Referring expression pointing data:
___
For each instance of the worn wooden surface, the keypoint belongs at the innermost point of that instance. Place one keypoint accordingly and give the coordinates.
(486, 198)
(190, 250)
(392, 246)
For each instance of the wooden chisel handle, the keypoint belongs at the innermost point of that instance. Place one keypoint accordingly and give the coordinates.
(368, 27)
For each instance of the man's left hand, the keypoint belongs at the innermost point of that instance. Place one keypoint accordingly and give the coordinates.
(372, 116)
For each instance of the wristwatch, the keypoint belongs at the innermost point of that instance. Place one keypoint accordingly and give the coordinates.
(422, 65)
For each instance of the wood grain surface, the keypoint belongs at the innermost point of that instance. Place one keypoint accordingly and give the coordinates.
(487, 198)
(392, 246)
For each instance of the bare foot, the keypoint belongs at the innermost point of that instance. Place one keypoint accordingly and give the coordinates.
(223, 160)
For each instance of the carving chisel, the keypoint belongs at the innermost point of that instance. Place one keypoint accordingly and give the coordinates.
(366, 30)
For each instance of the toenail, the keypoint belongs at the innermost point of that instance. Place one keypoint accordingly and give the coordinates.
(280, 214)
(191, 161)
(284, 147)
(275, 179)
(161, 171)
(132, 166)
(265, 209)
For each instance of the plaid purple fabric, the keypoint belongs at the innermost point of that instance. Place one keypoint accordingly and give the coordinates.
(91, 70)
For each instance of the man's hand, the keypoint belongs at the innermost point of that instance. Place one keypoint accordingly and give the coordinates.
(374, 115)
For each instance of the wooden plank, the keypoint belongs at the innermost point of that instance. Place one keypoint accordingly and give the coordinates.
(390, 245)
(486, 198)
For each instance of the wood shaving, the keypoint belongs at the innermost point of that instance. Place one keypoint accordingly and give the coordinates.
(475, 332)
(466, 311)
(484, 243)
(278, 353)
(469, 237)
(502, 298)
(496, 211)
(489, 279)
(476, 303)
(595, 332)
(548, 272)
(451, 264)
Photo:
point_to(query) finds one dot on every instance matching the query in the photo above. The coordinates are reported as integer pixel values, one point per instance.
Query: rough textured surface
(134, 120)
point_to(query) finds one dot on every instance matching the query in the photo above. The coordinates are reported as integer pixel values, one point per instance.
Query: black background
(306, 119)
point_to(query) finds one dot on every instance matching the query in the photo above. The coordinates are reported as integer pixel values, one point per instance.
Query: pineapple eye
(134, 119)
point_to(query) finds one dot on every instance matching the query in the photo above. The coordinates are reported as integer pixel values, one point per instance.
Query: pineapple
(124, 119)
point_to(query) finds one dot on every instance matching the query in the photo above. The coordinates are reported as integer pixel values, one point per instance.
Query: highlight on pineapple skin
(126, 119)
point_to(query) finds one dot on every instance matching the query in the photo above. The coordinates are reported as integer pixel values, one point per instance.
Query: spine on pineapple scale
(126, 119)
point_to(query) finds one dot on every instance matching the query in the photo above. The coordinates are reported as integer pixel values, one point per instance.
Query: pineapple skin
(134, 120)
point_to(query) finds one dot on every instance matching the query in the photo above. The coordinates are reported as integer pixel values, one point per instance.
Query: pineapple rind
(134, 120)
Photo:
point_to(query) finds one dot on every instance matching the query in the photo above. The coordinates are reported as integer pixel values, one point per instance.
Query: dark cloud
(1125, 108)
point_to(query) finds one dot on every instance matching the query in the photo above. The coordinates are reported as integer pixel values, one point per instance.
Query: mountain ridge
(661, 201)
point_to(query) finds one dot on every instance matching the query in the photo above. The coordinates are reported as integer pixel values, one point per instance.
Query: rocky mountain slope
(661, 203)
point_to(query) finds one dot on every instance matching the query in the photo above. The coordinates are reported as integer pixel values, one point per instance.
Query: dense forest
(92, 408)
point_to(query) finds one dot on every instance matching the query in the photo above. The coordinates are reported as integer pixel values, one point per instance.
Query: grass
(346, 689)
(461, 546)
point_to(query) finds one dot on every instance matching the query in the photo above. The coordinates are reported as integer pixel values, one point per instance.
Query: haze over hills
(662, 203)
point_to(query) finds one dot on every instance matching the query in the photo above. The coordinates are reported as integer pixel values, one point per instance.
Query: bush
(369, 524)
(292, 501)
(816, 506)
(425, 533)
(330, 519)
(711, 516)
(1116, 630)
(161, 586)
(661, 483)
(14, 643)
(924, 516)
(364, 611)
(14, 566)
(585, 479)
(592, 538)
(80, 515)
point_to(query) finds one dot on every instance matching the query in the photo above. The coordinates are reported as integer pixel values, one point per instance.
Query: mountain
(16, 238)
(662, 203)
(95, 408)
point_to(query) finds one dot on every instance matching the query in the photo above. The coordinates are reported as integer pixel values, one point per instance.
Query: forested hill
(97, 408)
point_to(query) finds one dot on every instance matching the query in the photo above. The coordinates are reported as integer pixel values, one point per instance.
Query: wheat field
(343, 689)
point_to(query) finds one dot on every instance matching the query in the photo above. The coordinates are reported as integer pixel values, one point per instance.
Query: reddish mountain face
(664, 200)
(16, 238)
___
Please give back all of the data exactly as it appears.

For each instance of the worn wooden surface, the keypoint belongs at the innermost point of that instance. Place one keypoint accordingly and give the coordinates.
(486, 198)
(190, 250)
(392, 246)
For each instance of the wooden chisel handle, the keypoint belongs at the innermost point of that instance. Place one keypoint accordingly and give the coordinates.
(368, 27)
For each instance of the man's left hand, the keypoint belongs at the innermost point of that instance. Place one keypoint accordingly and give the coordinates.
(372, 116)
For each instance of the wristwatch, the keypoint belongs at the innermost point of that instance. Place one keypoint accordingly and give the coordinates.
(422, 65)
For each instance of the wood grain surface, the keypoint belongs at the innermost point of that instance. Place one keypoint accordingly and give the coordinates.
(487, 198)
(392, 246)
For each instance of the bare foot, the keypoint belongs at the innermost point of that instance. Place one keypoint accordingly and give the coordinates.
(223, 160)
For each instance of the carving chisel, the keypoint belongs at the innermost point of that instance. Place one keypoint accordingly and give the coordinates.
(366, 30)
For each instance of the toenail, the keypoint belongs at the innermost point of that instance. Place one keypoint accordingly and give the coordinates.
(280, 214)
(191, 161)
(284, 147)
(275, 179)
(161, 171)
(132, 166)
(265, 209)
For each instance of the plaid purple fabric, the keypoint belongs at the innermost point of that instance. Place one keypoint accordingly and give the coordinates.
(91, 70)
For each instance of the man's hand, the keypoint belongs at the innermost point of that instance. Place one keypoint accordingly and give the coordinates.
(374, 115)
For each instance of the wooden plank, the keypoint belongs at the innermost point of that instance. Place one keypoint accordingly and give the coordinates.
(390, 245)
(486, 198)
For each instance of the wood shaving, the keypoint belongs at the innermost point of that instance. Place one keypoint accordingly and give the coordinates.
(475, 332)
(466, 311)
(484, 243)
(278, 353)
(469, 237)
(502, 298)
(496, 211)
(489, 279)
(476, 303)
(595, 332)
(548, 272)
(451, 264)
Photo:
point_to(query) finds one dot on every instance matching the query in the photo above. The coordinates are reported as integer pixel values, one point per instance.
Query: rough textured surface
(134, 120)
point_to(query) finds one dot on every instance matching the query in the photo above. The coordinates are reported as integer pixel values, one point per instance.
Query: black background
(306, 119)
point_to(query) finds one dot on every instance matching the query in the photo above. The coordinates are reported as integer pixel values, one point per instance.
Query: pineapple eye
(134, 119)
point_to(query) finds one dot on every instance matching the query in the photo above. The coordinates are reported as integer pixel values, one point per instance.
Query: pineapple
(124, 119)
point_to(query) finds one dot on every instance matching the query in the photo above. The coordinates are reported as integer pixel values, one point per instance.
Query: highlight on pineapple skin
(126, 119)
point_to(query) finds one dot on every instance matching the query in the photo above. The coordinates are reported as integer pixel values, one point per instance.
Query: spine on pineapple scale
(126, 119)
point_to(query) finds one dot on every instance matching the query in the photo above. The coordinates are reported as integer pixel values, one point per instance.
Query: pineapple skin
(134, 120)
point_to(query) finds one dot on every instance matching the query in the photo above. The coordinates are reported as integer pixel values, one point per instance.
Query: pineapple rind
(134, 120)
Photo:
point_to(query) finds one dot on every instance matching the query in the photo above. The coordinates are reported as integer pixel values, one point per instance.
Query: dark cloud
(1125, 108)
point_to(query) finds one dot on every instance matching the query in the photo above. The coordinates are reported as integer pixel values, one point per instance.
Query: mountain ridge
(661, 201)
point_to(query) finds one dot on every instance matching the query in the photo above. The coordinates are reported as integer pixel values, one point per instance.
Query: rocky mountain slope
(661, 203)
point_to(query) finds one dot on every instance matching the query in the photo above. The coordinates are reported as integer pixel values, one point per instance.
Query: dense forest
(92, 408)
point_to(query) finds one dot on every instance matching the query in the photo above. The coordinates are reported as integer pixel values, one point per instance.
Query: grass
(346, 689)
(461, 546)
point_to(query) finds one dot on every instance matching the query in the photo above. The coordinates are reported as integer pixel values, one point per instance.
Query: haze over hills
(662, 203)
point_to(query) finds one dot on every instance matching the query in the photo above. The coordinates are reported as integer pixel values, one point per instance.
Query: bush
(369, 524)
(292, 501)
(816, 506)
(425, 533)
(330, 519)
(711, 516)
(1116, 630)
(161, 586)
(661, 483)
(14, 643)
(924, 516)
(364, 611)
(14, 566)
(585, 479)
(592, 538)
(80, 515)
point_to(query) finds one dot on every instance matching the query in the photo above. The coordinates are reported as integer pixel values, one point per instance.
Query: mountain
(16, 238)
(662, 203)
(95, 408)
point_to(query) finds one dot on every instance matching the query in the photo above. The coordinates are reported as integer pixel values, one point per instance.
Query: forested hill
(97, 408)
point_to(query) finds one dot on every instance matching the query in the photo above. The coordinates are reported as integer pixel values, one point per instance.
Query: wheat field
(343, 689)
point_to(query) finds one dot on every instance matching the query in the photo above. The coordinates are reported as integer pixel values, one point per instance.
Query: reddish mountain face
(664, 200)
(16, 238)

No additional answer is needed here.